**Task details:**
Please transcribe the entries exactly and omit the images they contain.

Records drawn from a dataset
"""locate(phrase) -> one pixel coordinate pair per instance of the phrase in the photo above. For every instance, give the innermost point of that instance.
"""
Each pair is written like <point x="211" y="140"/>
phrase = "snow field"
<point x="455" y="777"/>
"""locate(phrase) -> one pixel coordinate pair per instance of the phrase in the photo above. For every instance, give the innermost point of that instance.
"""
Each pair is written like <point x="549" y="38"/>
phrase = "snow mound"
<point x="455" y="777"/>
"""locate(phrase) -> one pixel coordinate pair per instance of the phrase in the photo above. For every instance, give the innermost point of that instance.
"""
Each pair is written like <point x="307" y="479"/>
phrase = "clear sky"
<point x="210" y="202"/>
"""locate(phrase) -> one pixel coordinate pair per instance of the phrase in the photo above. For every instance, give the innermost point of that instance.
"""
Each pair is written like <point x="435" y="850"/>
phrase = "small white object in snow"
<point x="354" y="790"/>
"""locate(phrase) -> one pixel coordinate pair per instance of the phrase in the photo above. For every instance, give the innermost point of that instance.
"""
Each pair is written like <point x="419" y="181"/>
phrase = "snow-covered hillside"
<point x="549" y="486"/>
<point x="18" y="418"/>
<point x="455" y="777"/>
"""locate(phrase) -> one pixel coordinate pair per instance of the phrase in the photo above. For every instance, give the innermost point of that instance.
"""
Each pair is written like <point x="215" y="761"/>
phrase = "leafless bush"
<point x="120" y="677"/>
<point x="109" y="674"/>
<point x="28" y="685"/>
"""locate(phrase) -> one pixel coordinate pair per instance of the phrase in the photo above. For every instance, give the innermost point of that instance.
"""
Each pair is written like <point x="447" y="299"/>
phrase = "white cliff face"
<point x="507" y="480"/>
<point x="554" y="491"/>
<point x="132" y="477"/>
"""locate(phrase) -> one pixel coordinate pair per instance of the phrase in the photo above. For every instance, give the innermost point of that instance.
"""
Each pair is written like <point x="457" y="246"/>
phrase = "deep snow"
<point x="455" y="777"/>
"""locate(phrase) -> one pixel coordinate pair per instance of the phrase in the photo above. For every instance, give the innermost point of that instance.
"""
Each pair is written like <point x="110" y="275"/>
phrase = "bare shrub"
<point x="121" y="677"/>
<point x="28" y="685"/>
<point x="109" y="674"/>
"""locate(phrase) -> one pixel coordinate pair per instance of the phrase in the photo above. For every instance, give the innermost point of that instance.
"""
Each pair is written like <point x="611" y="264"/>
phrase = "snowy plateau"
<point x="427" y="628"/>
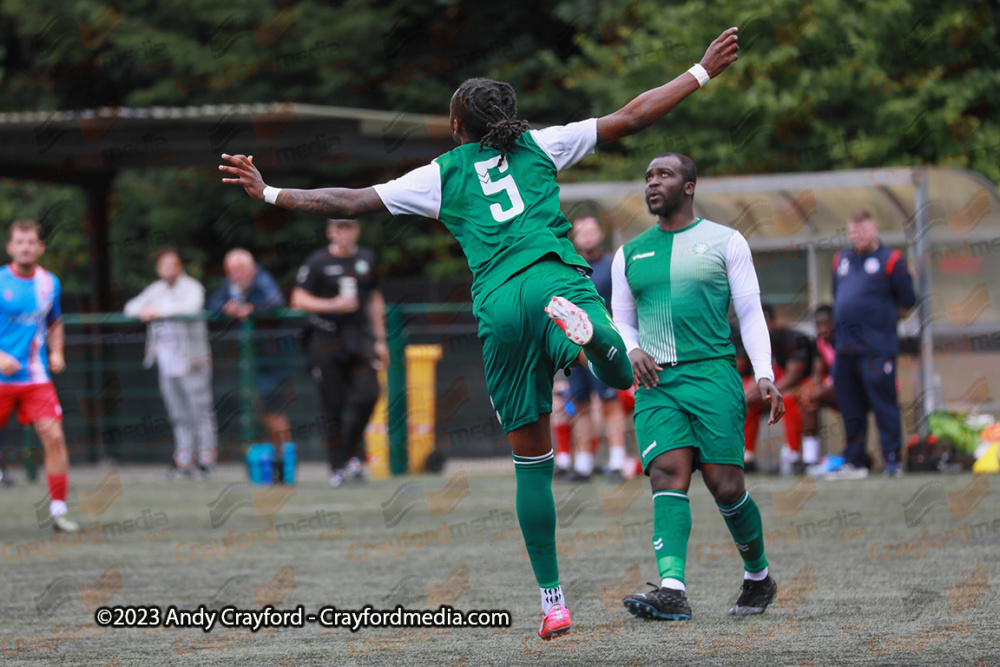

**Output for this exercise:**
"""locate(phrase) -> one pixel coordinate pair per instance of the phrase in the photo above. For every instance, give the innermost point of that instance.
"""
Each pair is written like <point x="211" y="140"/>
phrase = "snow field"
<point x="455" y="777"/>
"""locate(phrase) -> one pixel coordinate pair per instance of the phrase in the photo above. For every instance, give the innermost point of that instance.
"""
Each pair is written like <point x="549" y="38"/>
phrase = "snow mound"
<point x="455" y="777"/>
"""locate(phrase) -> one pixel coordinate pair per instance of the phrase in the photo above. For every instance, give the innermost point of that instance.
"""
Each pair is written like <point x="307" y="479"/>
phrase = "clear sky"
<point x="210" y="202"/>
"""locate(phrase) -> one pixel coordinate pair per instance of the phrase in the photo above. For every instance, give the innermost point of that instance.
"""
Each pair is written like <point x="435" y="850"/>
phrase = "small white object in snow"
<point x="354" y="790"/>
"""locate(phrase) -> one pixel coordinate pair per instance of the phrase in the photo above. For every instance, give the innermost point of that instance.
"""
Each pair is written like <point x="419" y="181"/>
phrase = "snow-covered hillside"
<point x="549" y="486"/>
<point x="18" y="418"/>
<point x="455" y="777"/>
"""locate(phrase) -> one pixel coordinate pair per instance of the phrase in the photo above. For every instance, give the innermost point of that instance.
"""
Each pair is written like <point x="215" y="761"/>
phrase = "leafless bush"
<point x="120" y="677"/>
<point x="109" y="674"/>
<point x="28" y="685"/>
"""locate(phrase) -> one pixel coordinate pair per instance of the phrase in the photo above. For every instance, give the innermost point of that instance.
"""
Each pair is written like <point x="447" y="299"/>
phrase = "white cliff face"
<point x="507" y="480"/>
<point x="554" y="491"/>
<point x="132" y="477"/>
"""locate(phrase) -> one pixel coordinate pair per instance of the phrase in the photo above. For every instance, give the innermost point of that instance.
"""
Each pair is written like <point x="457" y="246"/>
phrase = "deep snow"
<point x="455" y="777"/>
"""locate(phrase) -> one pixel coordinate pair per instance of the phrase in the photo above. For every instance, give the innermost point of that instance.
"""
Each pair is written like <point x="110" y="275"/>
phrase = "bare shrub"
<point x="121" y="677"/>
<point x="28" y="685"/>
<point x="109" y="674"/>
"""locate(phrase) -> one pixel coordinate pair per instance of the phrase in the photo above. For every instance, give the innermost point of that instance.
"""
Each pair is written like <point x="611" y="264"/>
phrase = "snowy plateau"
<point x="427" y="628"/>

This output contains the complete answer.